### [Given entries]

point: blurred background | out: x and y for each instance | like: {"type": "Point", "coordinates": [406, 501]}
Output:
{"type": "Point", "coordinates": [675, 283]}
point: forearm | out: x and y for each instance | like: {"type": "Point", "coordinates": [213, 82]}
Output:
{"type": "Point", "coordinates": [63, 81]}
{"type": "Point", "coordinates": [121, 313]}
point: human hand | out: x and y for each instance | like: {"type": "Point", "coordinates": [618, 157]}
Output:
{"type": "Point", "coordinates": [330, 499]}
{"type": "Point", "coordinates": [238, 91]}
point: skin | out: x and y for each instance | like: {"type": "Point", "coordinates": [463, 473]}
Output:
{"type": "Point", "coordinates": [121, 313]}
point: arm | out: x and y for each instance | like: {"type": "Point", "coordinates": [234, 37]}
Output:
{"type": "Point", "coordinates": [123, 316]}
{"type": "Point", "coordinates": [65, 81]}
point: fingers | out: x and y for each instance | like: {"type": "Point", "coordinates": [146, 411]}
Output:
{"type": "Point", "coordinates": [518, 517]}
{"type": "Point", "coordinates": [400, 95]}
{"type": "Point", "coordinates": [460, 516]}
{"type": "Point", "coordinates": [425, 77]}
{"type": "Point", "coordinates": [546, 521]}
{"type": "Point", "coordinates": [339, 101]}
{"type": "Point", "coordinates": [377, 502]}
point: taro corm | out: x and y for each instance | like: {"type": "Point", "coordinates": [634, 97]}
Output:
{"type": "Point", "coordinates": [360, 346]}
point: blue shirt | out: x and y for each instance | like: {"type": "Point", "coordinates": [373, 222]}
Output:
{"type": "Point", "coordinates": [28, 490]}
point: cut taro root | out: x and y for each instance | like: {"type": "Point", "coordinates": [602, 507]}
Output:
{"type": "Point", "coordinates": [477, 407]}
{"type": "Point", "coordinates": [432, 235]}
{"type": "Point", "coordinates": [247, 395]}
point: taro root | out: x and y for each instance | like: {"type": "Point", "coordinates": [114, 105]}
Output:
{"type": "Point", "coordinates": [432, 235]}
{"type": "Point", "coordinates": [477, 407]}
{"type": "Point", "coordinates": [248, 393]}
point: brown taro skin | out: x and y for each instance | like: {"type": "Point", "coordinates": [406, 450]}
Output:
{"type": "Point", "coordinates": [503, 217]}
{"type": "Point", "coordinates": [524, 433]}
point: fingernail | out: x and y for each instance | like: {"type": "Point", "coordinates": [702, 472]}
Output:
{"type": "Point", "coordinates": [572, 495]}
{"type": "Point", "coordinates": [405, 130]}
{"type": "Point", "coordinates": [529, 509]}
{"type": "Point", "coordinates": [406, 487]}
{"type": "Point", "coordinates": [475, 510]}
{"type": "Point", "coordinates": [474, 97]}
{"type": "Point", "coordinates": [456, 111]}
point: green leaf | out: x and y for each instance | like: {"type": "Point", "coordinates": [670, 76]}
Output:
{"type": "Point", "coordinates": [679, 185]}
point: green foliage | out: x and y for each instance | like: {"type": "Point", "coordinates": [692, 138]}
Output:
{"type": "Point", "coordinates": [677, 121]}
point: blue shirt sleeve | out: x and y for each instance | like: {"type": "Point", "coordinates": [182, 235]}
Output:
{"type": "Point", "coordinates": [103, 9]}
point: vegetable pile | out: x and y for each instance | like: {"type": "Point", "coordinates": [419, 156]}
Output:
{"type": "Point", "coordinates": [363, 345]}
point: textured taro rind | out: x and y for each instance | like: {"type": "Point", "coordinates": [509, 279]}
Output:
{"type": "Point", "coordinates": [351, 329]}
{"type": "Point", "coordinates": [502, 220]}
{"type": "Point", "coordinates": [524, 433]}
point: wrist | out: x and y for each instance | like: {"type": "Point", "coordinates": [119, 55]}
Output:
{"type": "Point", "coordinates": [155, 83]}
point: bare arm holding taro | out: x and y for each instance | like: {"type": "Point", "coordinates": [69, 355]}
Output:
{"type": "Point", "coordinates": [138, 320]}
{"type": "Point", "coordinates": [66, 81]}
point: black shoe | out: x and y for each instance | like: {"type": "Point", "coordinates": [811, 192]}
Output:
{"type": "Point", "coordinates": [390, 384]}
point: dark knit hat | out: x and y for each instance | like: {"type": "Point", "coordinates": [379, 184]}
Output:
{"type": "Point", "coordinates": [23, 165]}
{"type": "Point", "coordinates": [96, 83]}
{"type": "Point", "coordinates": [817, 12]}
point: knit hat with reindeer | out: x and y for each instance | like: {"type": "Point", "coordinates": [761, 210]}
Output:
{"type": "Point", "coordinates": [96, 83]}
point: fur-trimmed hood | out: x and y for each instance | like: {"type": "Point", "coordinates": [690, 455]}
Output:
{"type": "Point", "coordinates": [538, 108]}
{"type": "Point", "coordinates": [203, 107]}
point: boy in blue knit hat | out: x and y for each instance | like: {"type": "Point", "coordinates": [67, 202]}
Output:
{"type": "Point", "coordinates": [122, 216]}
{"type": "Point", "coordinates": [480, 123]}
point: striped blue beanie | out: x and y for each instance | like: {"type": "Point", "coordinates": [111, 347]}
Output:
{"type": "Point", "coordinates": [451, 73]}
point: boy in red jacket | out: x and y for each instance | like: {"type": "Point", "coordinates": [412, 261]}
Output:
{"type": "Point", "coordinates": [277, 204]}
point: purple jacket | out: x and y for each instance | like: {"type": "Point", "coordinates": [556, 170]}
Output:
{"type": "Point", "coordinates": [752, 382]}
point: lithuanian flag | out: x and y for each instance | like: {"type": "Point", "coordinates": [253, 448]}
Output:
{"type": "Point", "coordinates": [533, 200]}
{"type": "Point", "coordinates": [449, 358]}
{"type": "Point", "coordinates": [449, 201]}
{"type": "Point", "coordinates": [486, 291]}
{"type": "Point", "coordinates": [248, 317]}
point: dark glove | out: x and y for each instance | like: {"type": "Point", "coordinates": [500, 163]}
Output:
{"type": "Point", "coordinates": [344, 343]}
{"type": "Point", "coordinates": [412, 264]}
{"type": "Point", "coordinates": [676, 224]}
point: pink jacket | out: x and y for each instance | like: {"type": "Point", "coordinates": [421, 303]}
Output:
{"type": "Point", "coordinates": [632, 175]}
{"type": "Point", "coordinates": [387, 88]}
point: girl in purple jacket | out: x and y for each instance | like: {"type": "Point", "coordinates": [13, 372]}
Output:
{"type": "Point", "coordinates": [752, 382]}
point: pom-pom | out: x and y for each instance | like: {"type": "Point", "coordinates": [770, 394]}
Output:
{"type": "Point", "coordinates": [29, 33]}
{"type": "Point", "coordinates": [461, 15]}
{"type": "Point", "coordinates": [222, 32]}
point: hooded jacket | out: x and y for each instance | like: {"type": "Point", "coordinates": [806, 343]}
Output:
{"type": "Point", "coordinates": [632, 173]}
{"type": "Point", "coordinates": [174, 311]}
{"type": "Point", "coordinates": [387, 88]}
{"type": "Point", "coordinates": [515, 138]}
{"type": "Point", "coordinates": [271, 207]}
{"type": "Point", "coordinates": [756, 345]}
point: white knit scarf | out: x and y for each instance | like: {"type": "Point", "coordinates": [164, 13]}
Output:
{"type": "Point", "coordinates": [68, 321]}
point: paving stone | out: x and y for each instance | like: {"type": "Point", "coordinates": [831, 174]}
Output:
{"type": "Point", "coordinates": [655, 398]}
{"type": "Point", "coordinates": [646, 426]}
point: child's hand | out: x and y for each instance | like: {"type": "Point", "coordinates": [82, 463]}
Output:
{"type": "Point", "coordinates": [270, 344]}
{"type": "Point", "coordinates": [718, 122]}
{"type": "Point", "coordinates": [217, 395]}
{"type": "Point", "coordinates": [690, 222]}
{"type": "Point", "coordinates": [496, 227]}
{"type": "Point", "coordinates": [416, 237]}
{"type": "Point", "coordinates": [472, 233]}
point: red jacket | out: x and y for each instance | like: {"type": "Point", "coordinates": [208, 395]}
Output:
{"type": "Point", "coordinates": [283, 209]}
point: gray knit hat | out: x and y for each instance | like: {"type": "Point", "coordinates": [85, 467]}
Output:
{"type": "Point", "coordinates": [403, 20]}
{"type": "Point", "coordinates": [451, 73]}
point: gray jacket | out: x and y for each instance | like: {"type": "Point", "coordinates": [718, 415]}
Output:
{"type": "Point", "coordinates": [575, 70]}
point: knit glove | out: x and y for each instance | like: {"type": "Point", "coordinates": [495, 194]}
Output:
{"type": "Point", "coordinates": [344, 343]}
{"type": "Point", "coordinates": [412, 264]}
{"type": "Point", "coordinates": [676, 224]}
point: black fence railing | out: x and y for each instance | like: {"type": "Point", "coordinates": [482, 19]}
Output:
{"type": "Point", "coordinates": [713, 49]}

### [What to work on]
In the records above, return only the line that contains "point: child's hand" and every line after it through the last, exactly as they appear.

### [Response]
point: child's hand | out: x and y for each instance | like: {"type": "Point", "coordinates": [82, 463]}
Output:
{"type": "Point", "coordinates": [270, 344]}
{"type": "Point", "coordinates": [718, 122]}
{"type": "Point", "coordinates": [217, 395]}
{"type": "Point", "coordinates": [690, 222]}
{"type": "Point", "coordinates": [496, 227]}
{"type": "Point", "coordinates": [416, 237]}
{"type": "Point", "coordinates": [472, 233]}
point: red jacket | out: x and y for each instance | like: {"type": "Point", "coordinates": [208, 395]}
Output:
{"type": "Point", "coordinates": [283, 209]}
point: gray knit hat | out: x and y for each instance | like: {"type": "Point", "coordinates": [85, 467]}
Output:
{"type": "Point", "coordinates": [403, 20]}
{"type": "Point", "coordinates": [451, 73]}
point: gray jacket | out: x and y for each instance | like: {"type": "Point", "coordinates": [718, 415]}
Output:
{"type": "Point", "coordinates": [575, 70]}
point: knit glove | out: x and y for each instance | like: {"type": "Point", "coordinates": [495, 194]}
Output:
{"type": "Point", "coordinates": [344, 343]}
{"type": "Point", "coordinates": [412, 264]}
{"type": "Point", "coordinates": [676, 224]}
point: black fence railing | out: x and y for each instance | like: {"type": "Point", "coordinates": [482, 19]}
Output:
{"type": "Point", "coordinates": [713, 49]}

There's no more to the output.